* [RECORDS FOR THE TASK]:
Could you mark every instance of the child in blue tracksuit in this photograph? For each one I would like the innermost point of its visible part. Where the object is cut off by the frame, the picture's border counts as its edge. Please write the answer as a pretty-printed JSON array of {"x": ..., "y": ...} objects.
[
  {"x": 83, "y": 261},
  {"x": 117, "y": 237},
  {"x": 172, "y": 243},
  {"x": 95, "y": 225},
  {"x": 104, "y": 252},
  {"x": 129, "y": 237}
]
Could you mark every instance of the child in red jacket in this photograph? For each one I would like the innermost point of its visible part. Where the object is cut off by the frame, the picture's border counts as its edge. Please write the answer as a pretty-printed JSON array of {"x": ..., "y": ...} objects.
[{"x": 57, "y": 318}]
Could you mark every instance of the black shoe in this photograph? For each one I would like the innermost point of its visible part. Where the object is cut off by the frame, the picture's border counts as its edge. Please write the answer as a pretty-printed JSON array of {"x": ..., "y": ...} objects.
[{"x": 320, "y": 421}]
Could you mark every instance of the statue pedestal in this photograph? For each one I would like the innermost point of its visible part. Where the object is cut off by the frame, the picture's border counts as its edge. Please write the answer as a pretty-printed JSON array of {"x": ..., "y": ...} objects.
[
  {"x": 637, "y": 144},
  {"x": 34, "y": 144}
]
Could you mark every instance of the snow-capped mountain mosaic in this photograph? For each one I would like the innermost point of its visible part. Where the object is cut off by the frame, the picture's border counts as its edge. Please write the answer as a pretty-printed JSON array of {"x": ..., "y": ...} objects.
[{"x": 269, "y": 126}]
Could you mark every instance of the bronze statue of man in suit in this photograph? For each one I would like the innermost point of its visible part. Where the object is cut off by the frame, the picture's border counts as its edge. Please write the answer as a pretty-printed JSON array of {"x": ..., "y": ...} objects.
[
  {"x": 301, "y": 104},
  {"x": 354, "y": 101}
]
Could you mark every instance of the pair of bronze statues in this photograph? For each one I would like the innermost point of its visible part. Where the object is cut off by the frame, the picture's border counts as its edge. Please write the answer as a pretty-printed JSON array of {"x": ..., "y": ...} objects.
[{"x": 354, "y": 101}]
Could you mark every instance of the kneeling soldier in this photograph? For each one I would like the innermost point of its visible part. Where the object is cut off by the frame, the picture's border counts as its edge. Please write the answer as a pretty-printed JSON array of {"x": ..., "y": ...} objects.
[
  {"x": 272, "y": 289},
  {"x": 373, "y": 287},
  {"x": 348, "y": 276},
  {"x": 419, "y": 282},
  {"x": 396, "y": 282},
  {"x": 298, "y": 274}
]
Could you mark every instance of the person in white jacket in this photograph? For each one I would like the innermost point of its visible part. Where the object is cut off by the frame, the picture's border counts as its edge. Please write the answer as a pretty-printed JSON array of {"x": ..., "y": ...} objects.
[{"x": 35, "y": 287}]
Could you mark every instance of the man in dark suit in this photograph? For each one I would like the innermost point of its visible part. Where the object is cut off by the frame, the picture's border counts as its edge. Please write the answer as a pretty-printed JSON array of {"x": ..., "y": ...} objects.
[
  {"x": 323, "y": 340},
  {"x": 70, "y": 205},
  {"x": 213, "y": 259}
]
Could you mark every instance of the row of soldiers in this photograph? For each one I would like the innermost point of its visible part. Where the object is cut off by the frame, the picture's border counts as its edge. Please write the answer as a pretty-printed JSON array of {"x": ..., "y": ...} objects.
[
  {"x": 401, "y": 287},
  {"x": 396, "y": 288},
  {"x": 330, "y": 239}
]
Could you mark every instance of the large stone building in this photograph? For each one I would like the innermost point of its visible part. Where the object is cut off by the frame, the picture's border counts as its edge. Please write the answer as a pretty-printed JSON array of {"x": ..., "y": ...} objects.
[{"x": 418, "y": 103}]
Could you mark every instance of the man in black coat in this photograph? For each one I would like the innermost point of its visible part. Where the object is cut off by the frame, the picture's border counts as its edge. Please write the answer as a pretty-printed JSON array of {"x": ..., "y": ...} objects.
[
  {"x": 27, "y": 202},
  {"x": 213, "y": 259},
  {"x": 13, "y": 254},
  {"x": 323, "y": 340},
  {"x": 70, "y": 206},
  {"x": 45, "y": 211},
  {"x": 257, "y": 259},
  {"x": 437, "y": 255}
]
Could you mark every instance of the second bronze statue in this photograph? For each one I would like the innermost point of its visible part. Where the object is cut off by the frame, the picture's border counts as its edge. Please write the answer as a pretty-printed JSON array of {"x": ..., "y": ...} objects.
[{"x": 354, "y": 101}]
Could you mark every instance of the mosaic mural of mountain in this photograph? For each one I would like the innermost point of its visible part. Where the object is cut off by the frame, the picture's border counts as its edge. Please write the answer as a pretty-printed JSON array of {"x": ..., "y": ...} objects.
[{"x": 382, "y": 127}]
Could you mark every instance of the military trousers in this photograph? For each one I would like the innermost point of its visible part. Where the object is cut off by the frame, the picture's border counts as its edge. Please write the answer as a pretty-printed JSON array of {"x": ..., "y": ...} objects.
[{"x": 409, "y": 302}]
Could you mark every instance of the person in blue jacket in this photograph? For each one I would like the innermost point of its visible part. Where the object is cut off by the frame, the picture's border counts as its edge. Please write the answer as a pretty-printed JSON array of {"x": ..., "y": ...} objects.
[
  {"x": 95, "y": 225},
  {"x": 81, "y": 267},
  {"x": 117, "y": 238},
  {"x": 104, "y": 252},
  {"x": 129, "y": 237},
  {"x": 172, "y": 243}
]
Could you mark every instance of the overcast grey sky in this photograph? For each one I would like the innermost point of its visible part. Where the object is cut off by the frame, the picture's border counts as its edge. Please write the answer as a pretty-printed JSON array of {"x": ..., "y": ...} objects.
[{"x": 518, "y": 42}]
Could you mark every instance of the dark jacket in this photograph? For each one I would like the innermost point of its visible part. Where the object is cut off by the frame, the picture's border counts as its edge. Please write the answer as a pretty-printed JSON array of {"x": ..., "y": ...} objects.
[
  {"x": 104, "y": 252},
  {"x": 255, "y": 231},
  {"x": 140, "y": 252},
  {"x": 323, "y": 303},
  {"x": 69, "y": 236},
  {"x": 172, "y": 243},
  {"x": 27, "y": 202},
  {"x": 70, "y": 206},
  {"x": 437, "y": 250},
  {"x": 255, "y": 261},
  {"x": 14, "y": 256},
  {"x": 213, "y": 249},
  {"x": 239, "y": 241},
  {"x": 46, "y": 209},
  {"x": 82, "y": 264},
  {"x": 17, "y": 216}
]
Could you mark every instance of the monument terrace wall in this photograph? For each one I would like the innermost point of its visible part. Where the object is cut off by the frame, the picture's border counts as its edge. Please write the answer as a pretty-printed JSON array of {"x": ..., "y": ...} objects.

* [TASK INSTRUCTIONS]:
Could you turn every line of the records above into a JSON list of strings, one string per line, with blank lines left out?

* [RESPONSE BELOW]:
[
  "Could you mark every instance of the child in blue tracksuit in this photograph? For each one I would like the innermost point of its visible part. Where the object is cut off by the frame, the picture's border counts as its edge. Please write the answer as a pretty-printed JSON array of {\"x\": ..., \"y\": ...} objects.",
  "[",
  "  {\"x\": 83, \"y\": 261},",
  "  {\"x\": 117, \"y\": 237},",
  "  {\"x\": 172, \"y\": 243},",
  "  {\"x\": 95, \"y\": 225},",
  "  {\"x\": 104, \"y\": 252},",
  "  {\"x\": 129, \"y\": 237}",
  "]",
  "Could you mark every instance of the child in red jacket in this photograph? For each one I would like the innermost point of its visible part. Where the object is cut off by the frame, the picture's border counts as its edge. Please write the answer as a pretty-printed JSON array of {\"x\": ..., \"y\": ...} objects.",
  "[{\"x\": 57, \"y\": 318}]",
  "Could you mark every instance of the black shoe in this photograph? For each one I would like the innermost point of its visible part. Where the object is cut off by the frame, the picture's border counts as its edge. Please write the answer as a pretty-printed JSON array of {\"x\": ..., \"y\": ...} objects.",
  "[{\"x\": 320, \"y\": 421}]",
  "Could you mark every instance of the statue pedestal in this photograph? For each one I would like the innermost point of its visible part. Where the object is cut off by the frame, the picture's border counts as its edge. Please write the answer as a pretty-printed JSON array of {\"x\": ..., \"y\": ...} objects.",
  "[",
  "  {\"x\": 637, \"y\": 144},",
  "  {\"x\": 34, \"y\": 144}",
  "]",
  "Could you mark every instance of the snow-capped mountain mosaic in this photograph? For each one I would like the innermost point of its visible part. Where the object is cut off by the frame, the picture's border counts as its edge. Please write the answer as a pretty-printed JSON array of {\"x\": ..., \"y\": ...} objects.",
  "[{\"x\": 269, \"y\": 126}]",
  "Could you mark every instance of the bronze statue of man in suit in this photograph? For each one I would like the innermost point of its visible part. Where the object is cut off by the frame, the picture's border counts as its edge. Please write the answer as a pretty-printed JSON array of {\"x\": ..., \"y\": ...} objects.",
  "[",
  "  {\"x\": 301, \"y\": 104},",
  "  {\"x\": 354, \"y\": 101}",
  "]",
  "Could you mark every instance of the pair of bronze statues in this photograph? For each one I would like the innermost point of its visible part. Where the object is cut off by the frame, the picture's border counts as its edge. Please write the answer as a pretty-printed JSON array of {\"x\": ..., \"y\": ...} objects.",
  "[{\"x\": 354, \"y\": 101}]",
  "Could you mark every instance of the kneeling soldier in this photograph? For each one I would like the innermost point of its visible part. Where the object is cut off by the frame, the picture's border counts as its edge. Please write the answer as a pretty-printed JSON array of {\"x\": ..., \"y\": ...} objects.",
  "[",
  "  {\"x\": 272, \"y\": 289},",
  "  {\"x\": 373, \"y\": 287},",
  "  {\"x\": 348, \"y\": 276},",
  "  {\"x\": 419, \"y\": 282},",
  "  {\"x\": 396, \"y\": 282},",
  "  {\"x\": 298, \"y\": 274}",
  "]",
  "Could you mark every instance of the person in white jacket in this photograph? For each one I would like the innermost point of its visible part. Where the object is cut off by the frame, the picture's border counts as its edge. Please write the answer as a pretty-printed JSON array of {\"x\": ..., \"y\": ...} objects.",
  "[{\"x\": 35, \"y\": 287}]",
  "Could you mark every instance of the man in dark suit in this photograph? For each one I would like the innermost point of its visible part. Where the object is cut off by the frame, the picture's border counts as its edge. Please write the answer as a pretty-printed JSON array of {\"x\": ..., \"y\": ...} objects.",
  "[",
  "  {\"x\": 323, \"y\": 340},",
  "  {\"x\": 70, \"y\": 205},",
  "  {\"x\": 213, \"y\": 259}",
  "]",
  "Could you mark every instance of the row of soldiers in this photograph? For each one I would like the innermost point of its visible part. Where the object is cut off by the frame, the picture's border counts as its edge. Please write the answer as a pretty-printed JSON array of {\"x\": ..., \"y\": ...} objects.",
  "[",
  "  {\"x\": 401, \"y\": 287},",
  "  {\"x\": 396, \"y\": 288},",
  "  {\"x\": 330, \"y\": 239}",
  "]",
  "Could you mark every instance of the large stone building in this photograph? For each one I would like the innermost point of its visible part. Where the object is cut off by the frame, the picture's border counts as its edge. Please write the answer as a pretty-printed JSON array of {\"x\": ..., \"y\": ...} objects.",
  "[{\"x\": 418, \"y\": 103}]",
  "Could you mark every instance of the man in black coat in this photograph? For each one I would like the innermost point of its visible part. Where the object is cut off by the frame, the picture's border counts as its edge. Please write the answer as a pretty-printed JSON array of {\"x\": ..., \"y\": ...} objects.",
  "[",
  "  {\"x\": 27, \"y\": 202},",
  "  {\"x\": 213, \"y\": 259},",
  "  {\"x\": 13, \"y\": 254},",
  "  {\"x\": 323, \"y\": 340},",
  "  {\"x\": 70, \"y\": 206},",
  "  {\"x\": 45, \"y\": 211},",
  "  {\"x\": 257, \"y\": 259},",
  "  {\"x\": 437, \"y\": 255}",
  "]",
  "Could you mark every instance of the second bronze statue in this photograph? For each one I would like the innermost point of its visible part. Where the object is cut off by the frame, the picture's border counts as its edge. Please write the answer as a pretty-printed JSON array of {\"x\": ..., \"y\": ...} objects.",
  "[{\"x\": 354, \"y\": 101}]",
  "Could you mark every instance of the mosaic mural of mountain in this photograph? For each one I would like the innermost point of its visible part. Where the object is cut off by the frame, the picture's border counts as its edge. Please write the answer as a pretty-printed JSON array of {\"x\": ..., \"y\": ...} objects.",
  "[{\"x\": 382, \"y\": 127}]",
  "Could you mark every instance of the military trousers in this photograph? For each one I would like the innermost point of its visible part. Where the object is cut off by the frame, the picture's border counts as its edge. Please write the answer as a pretty-printed JSON array of {\"x\": ..., \"y\": ...} objects.",
  "[{\"x\": 409, \"y\": 302}]",
  "Could you mark every instance of the person in blue jacket in this photograph? For each one I would like the innermost point of its visible part. Where the object is cut off by the frame, the picture's border counts as its edge. Please write the answer as a pretty-printed JSON array of {\"x\": ..., \"y\": ...} objects.",
  "[",
  "  {\"x\": 95, \"y\": 225},",
  "  {\"x\": 81, \"y\": 267},",
  "  {\"x\": 117, \"y\": 238},",
  "  {\"x\": 104, \"y\": 252},",
  "  {\"x\": 129, \"y\": 237},",
  "  {\"x\": 172, \"y\": 243}",
  "]",
  "Could you mark every instance of the overcast grey sky in this photograph? For each one I would like the innermost point of its visible part. Where the object is cut off by the frame, the picture's border counts as its edge. Please write the answer as a pretty-printed JSON array of {\"x\": ..., \"y\": ...} objects.",
  "[{\"x\": 518, \"y\": 42}]",
  "Could you mark every instance of the dark jacket in this photograph? For each one I would like the innermost point of its visible part. Where the object is cut off by the frame, the picture's border counts as its edge. Please write the answer as a pretty-printed JSON array of {\"x\": ..., \"y\": ...} objects.",
  "[",
  "  {\"x\": 104, \"y\": 252},",
  "  {\"x\": 255, \"y\": 231},",
  "  {\"x\": 140, \"y\": 252},",
  "  {\"x\": 323, \"y\": 303},",
  "  {\"x\": 69, \"y\": 236},",
  "  {\"x\": 172, \"y\": 243},",
  "  {\"x\": 27, \"y\": 202},",
  "  {\"x\": 70, \"y\": 206},",
  "  {\"x\": 437, \"y\": 250},",
  "  {\"x\": 255, \"y\": 261},",
  "  {\"x\": 14, \"y\": 256},",
  "  {\"x\": 213, \"y\": 249},",
  "  {\"x\": 239, \"y\": 241},",
  "  {\"x\": 46, \"y\": 209},",
  "  {\"x\": 82, \"y\": 264},",
  "  {\"x\": 17, \"y\": 216}",
  "]",
  "Could you mark every instance of the monument terrace wall in this photograph? For each one I would like the innermost point of its visible part. Where the object is cut off by the frame, the picture's border counts as its edge. Please write the answer as a pretty-printed JSON array of {\"x\": ..., \"y\": ...} objects."
]